WORK INSTRUCTIONS: Your answer should be every line of the records that contains the word "lawn".
[[ INPUT RECORDS open ]]
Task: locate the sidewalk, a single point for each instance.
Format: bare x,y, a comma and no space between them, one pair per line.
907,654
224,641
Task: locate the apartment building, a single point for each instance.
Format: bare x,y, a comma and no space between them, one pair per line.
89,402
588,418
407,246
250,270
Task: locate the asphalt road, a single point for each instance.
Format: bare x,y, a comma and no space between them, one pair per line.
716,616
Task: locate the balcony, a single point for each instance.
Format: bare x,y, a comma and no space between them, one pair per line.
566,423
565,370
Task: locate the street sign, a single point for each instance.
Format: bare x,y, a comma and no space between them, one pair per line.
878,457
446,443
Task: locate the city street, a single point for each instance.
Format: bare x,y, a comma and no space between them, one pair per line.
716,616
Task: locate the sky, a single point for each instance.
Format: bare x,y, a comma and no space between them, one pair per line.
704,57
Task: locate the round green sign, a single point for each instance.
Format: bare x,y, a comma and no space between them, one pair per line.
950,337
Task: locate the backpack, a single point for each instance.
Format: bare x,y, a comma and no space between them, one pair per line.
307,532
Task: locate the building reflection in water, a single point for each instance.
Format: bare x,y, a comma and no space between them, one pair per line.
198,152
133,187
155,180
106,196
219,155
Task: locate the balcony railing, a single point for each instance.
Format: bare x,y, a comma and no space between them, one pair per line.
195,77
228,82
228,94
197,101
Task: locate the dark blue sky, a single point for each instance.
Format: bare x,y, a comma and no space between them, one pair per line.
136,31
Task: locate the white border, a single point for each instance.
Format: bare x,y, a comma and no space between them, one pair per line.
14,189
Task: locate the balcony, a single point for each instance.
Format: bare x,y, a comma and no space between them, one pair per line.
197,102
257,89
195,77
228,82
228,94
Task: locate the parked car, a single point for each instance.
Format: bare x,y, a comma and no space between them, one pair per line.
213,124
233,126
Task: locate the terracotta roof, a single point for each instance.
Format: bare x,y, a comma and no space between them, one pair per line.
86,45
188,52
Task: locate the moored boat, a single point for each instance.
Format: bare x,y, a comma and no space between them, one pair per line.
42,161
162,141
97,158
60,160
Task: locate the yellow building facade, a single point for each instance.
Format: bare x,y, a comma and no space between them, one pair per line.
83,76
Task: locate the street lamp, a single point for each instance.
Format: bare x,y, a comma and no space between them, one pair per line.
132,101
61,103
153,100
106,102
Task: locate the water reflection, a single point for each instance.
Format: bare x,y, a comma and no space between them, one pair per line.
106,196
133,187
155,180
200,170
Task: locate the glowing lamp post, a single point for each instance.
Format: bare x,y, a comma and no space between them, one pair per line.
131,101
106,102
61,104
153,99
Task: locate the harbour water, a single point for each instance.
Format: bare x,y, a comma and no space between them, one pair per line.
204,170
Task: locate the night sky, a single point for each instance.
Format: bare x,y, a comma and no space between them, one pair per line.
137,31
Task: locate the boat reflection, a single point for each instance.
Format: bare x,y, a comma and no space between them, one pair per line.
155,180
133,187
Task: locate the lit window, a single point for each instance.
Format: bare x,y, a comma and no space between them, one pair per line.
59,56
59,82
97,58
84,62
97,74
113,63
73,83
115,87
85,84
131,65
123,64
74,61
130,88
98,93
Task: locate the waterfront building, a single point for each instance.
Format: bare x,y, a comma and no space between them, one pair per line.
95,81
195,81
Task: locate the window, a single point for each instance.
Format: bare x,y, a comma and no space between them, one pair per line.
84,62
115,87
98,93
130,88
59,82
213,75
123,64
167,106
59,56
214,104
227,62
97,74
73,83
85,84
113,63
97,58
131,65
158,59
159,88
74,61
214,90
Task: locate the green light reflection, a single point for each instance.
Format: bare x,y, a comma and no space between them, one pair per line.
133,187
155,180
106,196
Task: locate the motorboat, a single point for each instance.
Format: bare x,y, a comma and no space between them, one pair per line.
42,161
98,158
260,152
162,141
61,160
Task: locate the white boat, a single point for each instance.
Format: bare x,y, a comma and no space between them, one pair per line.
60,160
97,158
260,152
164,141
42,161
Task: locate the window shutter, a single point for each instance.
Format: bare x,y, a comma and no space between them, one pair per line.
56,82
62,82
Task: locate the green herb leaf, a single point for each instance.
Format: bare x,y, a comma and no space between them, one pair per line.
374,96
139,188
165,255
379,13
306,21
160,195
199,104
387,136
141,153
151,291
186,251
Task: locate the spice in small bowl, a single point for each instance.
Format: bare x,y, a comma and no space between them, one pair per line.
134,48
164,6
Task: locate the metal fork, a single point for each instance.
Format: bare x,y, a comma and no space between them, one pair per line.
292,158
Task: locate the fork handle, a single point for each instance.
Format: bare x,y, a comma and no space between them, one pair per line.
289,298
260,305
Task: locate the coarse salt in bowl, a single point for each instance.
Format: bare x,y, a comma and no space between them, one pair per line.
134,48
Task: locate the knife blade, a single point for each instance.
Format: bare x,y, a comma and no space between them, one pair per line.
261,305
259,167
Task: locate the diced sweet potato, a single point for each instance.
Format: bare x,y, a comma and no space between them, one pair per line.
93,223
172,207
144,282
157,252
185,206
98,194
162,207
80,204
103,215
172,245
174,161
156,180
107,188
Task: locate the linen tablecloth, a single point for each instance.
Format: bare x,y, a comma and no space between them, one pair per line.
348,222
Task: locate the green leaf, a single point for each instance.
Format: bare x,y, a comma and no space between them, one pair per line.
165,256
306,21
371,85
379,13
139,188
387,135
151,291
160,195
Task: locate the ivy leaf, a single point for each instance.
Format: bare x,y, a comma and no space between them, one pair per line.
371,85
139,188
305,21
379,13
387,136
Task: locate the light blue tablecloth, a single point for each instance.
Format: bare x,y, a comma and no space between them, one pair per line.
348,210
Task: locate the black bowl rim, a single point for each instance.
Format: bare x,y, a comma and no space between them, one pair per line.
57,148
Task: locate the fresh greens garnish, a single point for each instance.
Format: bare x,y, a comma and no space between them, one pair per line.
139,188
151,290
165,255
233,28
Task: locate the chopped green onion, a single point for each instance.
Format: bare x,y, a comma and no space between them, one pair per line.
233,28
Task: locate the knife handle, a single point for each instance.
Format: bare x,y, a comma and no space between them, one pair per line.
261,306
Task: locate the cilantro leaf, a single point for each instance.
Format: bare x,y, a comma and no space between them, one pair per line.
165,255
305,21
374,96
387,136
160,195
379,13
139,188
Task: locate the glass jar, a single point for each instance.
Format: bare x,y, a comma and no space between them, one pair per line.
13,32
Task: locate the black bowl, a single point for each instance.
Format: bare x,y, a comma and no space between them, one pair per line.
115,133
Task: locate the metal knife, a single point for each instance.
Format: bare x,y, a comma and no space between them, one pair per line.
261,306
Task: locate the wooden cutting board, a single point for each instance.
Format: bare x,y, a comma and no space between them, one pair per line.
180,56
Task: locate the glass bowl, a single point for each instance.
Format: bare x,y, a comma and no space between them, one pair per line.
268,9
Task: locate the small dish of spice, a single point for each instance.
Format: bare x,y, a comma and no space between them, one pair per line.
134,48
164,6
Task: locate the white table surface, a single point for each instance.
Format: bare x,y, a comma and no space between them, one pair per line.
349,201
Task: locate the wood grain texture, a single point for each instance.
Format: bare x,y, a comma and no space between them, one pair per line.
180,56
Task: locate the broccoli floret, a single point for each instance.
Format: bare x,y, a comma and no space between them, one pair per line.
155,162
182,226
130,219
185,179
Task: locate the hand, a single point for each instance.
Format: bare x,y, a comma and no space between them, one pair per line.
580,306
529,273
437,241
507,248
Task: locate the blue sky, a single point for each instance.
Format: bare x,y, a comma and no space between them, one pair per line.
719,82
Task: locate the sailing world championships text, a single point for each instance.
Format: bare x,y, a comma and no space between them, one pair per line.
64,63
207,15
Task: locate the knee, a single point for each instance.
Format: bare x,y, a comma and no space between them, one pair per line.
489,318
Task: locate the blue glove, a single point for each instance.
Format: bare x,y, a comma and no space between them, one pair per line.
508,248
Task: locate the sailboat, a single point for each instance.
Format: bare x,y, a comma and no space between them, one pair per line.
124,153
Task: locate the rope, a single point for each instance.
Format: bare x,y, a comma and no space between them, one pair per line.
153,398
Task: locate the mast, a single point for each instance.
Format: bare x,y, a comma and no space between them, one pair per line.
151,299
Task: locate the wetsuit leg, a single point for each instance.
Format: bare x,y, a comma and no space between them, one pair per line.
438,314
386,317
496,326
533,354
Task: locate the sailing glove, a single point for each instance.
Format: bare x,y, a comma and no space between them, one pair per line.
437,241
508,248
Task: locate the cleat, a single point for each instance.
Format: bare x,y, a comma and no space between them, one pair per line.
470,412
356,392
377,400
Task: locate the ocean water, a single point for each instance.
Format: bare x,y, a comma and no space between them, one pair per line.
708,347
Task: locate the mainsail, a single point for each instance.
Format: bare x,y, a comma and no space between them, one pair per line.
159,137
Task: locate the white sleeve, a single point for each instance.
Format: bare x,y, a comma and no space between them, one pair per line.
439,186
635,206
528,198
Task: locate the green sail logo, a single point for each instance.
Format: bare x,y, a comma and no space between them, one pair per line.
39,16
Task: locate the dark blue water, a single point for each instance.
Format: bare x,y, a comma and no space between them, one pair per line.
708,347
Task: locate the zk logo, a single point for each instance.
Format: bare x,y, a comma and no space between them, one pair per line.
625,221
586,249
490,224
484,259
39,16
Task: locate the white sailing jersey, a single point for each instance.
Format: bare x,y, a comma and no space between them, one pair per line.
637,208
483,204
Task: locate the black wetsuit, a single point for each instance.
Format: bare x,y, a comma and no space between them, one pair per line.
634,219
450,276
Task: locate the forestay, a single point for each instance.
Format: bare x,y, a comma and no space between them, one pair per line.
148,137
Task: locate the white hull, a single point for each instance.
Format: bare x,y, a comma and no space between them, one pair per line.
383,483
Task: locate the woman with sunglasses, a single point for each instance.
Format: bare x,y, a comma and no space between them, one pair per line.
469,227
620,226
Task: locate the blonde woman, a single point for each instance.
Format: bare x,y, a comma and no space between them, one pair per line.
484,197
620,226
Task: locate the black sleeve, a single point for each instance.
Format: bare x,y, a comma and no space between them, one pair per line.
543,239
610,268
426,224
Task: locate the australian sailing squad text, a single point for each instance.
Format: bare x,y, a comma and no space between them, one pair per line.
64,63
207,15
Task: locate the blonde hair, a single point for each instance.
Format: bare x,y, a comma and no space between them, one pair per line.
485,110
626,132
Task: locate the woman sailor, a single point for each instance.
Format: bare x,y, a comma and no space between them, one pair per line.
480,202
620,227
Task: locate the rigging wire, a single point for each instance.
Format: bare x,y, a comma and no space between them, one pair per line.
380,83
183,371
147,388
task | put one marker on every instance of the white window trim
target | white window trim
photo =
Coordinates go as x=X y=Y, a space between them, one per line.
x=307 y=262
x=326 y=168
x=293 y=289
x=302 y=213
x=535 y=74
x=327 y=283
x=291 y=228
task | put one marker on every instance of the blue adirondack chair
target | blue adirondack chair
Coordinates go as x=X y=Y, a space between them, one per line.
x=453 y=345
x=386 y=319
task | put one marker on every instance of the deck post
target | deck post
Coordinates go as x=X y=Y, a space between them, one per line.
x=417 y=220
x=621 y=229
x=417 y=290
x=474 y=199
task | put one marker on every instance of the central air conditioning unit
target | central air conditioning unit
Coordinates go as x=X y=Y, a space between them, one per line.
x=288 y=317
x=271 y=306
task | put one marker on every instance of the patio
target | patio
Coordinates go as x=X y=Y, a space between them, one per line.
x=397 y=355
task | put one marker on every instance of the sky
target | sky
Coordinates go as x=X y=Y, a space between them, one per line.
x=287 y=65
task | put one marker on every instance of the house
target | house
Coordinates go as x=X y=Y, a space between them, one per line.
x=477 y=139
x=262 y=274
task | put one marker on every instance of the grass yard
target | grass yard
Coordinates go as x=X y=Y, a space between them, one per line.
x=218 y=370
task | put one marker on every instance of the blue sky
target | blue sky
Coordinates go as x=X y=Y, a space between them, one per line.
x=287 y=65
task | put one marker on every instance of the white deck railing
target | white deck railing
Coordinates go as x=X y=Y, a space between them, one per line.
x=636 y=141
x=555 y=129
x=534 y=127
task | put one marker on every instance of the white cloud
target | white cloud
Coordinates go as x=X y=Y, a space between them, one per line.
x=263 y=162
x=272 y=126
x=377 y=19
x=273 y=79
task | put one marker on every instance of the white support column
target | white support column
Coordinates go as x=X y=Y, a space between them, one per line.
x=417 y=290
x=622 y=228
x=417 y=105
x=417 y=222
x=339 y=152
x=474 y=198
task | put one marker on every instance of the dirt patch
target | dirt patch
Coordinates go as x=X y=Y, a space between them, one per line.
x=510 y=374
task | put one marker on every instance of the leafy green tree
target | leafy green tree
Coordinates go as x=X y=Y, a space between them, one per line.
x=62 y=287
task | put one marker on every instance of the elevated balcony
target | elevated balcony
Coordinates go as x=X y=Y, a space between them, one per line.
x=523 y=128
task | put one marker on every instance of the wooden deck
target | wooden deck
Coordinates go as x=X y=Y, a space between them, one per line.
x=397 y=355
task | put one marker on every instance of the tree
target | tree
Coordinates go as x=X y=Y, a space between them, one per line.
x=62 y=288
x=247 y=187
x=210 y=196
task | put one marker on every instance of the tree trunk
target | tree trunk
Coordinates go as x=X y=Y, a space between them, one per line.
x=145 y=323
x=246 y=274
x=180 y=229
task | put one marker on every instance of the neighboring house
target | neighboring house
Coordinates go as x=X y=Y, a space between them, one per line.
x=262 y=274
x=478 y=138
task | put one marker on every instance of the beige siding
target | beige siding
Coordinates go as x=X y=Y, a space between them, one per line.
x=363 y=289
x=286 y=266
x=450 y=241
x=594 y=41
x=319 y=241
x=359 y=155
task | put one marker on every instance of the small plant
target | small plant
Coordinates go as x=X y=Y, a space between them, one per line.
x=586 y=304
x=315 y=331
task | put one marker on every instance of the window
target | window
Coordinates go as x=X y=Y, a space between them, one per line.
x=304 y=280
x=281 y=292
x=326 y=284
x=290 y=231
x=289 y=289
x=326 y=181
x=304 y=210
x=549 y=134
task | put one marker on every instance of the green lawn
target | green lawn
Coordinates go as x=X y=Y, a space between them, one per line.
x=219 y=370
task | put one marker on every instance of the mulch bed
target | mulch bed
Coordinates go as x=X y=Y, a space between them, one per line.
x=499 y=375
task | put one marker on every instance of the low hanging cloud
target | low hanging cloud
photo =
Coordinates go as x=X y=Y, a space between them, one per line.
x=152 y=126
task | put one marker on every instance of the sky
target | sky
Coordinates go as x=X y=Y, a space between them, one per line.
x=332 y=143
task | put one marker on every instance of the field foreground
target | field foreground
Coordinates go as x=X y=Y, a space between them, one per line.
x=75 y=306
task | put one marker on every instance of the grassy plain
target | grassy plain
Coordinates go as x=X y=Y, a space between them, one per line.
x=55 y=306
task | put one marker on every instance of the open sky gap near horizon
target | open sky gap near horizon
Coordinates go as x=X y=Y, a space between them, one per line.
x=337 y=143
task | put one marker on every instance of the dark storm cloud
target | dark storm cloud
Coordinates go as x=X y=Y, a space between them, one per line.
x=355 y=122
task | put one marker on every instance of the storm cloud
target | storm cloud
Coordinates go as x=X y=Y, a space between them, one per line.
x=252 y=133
[[ INPUT RECORDS closed ]]
RESPONSE TO THIS TASK:
task | put one marker on every instance of the green lawn
target | green lawn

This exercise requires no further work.